_WHAT IS BEING ASKED_
Beginning with the first line below, please restate each line exactly, down to and including the line containing "holes: even-odd".

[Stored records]
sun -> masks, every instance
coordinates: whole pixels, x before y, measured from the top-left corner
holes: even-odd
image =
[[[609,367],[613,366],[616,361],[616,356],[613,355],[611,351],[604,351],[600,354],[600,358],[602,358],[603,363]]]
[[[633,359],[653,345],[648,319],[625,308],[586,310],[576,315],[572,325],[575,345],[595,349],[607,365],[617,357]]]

_EXPECTED ANSWER_
sun -> masks, every instance
coordinates: whole pixels, x before y, measured from the top-left corner
holes: even-odd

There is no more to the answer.